» **Materials provided**
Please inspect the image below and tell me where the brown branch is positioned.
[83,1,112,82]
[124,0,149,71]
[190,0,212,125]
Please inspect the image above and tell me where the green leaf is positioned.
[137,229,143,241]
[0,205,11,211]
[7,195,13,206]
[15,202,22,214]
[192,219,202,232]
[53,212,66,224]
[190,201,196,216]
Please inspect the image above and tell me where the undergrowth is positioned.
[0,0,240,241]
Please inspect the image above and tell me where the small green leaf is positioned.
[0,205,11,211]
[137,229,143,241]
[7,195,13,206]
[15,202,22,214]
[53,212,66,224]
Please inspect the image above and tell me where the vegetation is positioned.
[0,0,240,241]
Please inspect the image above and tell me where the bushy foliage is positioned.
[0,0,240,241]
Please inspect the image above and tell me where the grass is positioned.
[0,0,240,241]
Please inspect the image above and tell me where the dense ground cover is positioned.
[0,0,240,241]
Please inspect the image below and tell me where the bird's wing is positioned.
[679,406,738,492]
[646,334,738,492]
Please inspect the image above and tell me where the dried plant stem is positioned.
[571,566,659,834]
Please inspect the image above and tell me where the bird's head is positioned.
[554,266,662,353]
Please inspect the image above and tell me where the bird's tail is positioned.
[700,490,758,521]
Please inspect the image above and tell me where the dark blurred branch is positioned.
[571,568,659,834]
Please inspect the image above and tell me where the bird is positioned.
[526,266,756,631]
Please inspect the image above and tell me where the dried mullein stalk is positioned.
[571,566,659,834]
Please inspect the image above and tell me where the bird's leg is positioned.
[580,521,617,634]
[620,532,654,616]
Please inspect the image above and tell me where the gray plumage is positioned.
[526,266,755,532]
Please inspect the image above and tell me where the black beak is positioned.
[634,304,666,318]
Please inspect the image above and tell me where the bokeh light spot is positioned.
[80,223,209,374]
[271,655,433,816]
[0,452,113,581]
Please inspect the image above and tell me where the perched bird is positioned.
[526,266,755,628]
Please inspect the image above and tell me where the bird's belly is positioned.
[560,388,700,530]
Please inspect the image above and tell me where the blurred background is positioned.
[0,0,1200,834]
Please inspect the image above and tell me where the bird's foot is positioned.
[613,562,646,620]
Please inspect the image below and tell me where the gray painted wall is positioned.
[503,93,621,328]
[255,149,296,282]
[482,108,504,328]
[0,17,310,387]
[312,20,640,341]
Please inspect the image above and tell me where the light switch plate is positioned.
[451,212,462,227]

» **Objective**
Update the lines above so that every "inspect" becomes "examine", leaving the rest unchanged.

» **Final answer**
Please examine the image below and tell me where the brown branch is positioned.
[83,1,112,82]
[124,0,149,71]
[190,0,212,125]
Please examine the image above and tell me where the green leaf is positioned.
[137,229,143,241]
[0,205,11,211]
[7,195,13,206]
[15,202,22,214]
[192,219,202,232]
[53,212,66,224]
[190,201,196,216]
Please examine the image above and tell me where the undergrowth is positioned.
[0,0,240,241]
Please examine the image above and tell me where the small green leaf is positioned.
[0,205,11,211]
[137,229,143,241]
[7,195,13,206]
[15,202,22,214]
[53,212,66,224]
Please examine the image above and tell me where the vegetation is positioned.
[0,0,240,241]
Please examine the image above and tell me where the bushy foliage is positioned.
[0,0,240,241]
Please examine the image above and tell me where the grass is positioned.
[0,0,240,241]
Please examine the image above and tell me where the dense ground cover is positioned.
[0,0,240,241]
Please examine the image below and tell me where the bird's wing is positioned.
[679,406,738,492]
[646,334,738,492]
Please examine the image above and tell me where the dried plant stem is positioned.
[571,566,659,834]
Please examine the image above and tell me where the bird's head is positioned.
[554,266,662,353]
Please examine the image above and tell me where the bird's tail is positioned.
[700,490,758,521]
Please examine the image above and tell me where the dark blurred branch is positioned.
[571,568,659,834]
Please examine the image above and tell me where the bird is positioned.
[526,266,756,631]
Please examine the image above and tell me where the dried mullein stalk is positioned.
[571,566,659,834]
Please examine the image above and tell me where the bird's leg is positioned.
[580,521,617,634]
[620,532,654,616]
Please examine the image above and tell me where the gray plumage is positioned.
[526,266,755,532]
Please examine the image above and tell me where the black beak is positioned.
[634,304,666,318]
Please examine the image above and tell me where the bokeh light spot is positioned.
[80,223,209,374]
[271,655,433,816]
[0,452,113,581]
Please examine the image above and tell me where the perched bird is positioned.
[526,266,755,628]
Please examine the image above and tell me where the bird's belly is positioned.
[560,388,700,530]
Please examine the image above and tell me where the blurred background is positioned.
[0,0,1200,834]
Please examine the image above and tell me where the bird's foot is positioned.
[613,562,646,620]
Please examine the image below and tell me where the gray painted wall is positioned.
[503,93,621,328]
[255,149,296,282]
[482,108,504,328]
[0,17,310,387]
[312,20,640,341]
Please examine the image above and tell me where the light switch plate is positioned.
[451,212,462,227]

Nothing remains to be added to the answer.